• PASSAGE PROVIDED:
— begin —

I had always meant to try Asian slaw and finally made it — and now I wish I had made it sooner. The balance of tangy vinegar, savory soy, a hint of sweetness, and the crunch of fresh vegetables is delightful. This slaw is ideal when you want something light but satisfying, and it keeps well for a few days if you store the dressing separately.
How to make Asian slaw
Simple steps yield a fresh, flavorful slaw. Make the dressing first, then toss it with the prepared vegetables.
- For the dressing: Add all dressing ingredients to a jar, secure the lid, and shake vigorously until fully combined. Alternatively, whisk the ingredients together in a small bowl.
- For the slaw: Combine all slaw ingredients (reserve sesame seeds for garnish) in a large bowl. Pour the dressing over the vegetables and toss until everything is evenly coated. Garnish with sesame seeds and serve immediately.

— end —

• DATA LINES:

— begin —

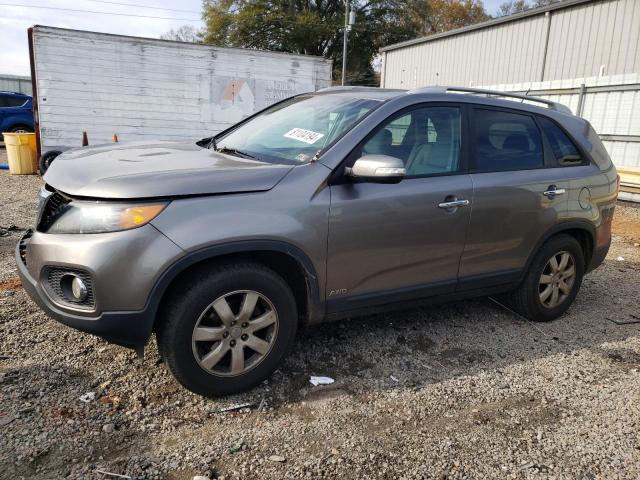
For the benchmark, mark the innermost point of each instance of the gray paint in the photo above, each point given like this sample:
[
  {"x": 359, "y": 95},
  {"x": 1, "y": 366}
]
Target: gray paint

— end —

• SET OF TASKS:
1/ Using the Asian slaw recipe, say whether each statement agrees with it, answering yes or no and quoting the words that decide it: (a) the dressing is made before it is tossed with the vegetables; (b) the sesame seeds go into the large bowl along with the other slaw ingredients; (c) the slaw keeps for a few days if the dressing is stored separately.
2/ Reproduce everything in the Asian slaw recipe from "How to make" down to "a small bowl.".

• EXERCISE ANSWERS:
1/
(a) Yes: "Make the dressing first, then toss it with the prepared vegetables."
(b) No: "reserve sesame seeds for garnish"
(c) Yes: "it keeps well for a few days if you store the dressing separately."

2/
How to make Asian slaw
Simple steps yield a fresh, flavorful slaw. Make the dressing first, then toss it with the prepared vegetables.
- For the dressing: Add all dressing ingredients to a jar, secure the lid, and shake vigorously until fully combined. Alternatively, whisk the ingredients together in a small bowl.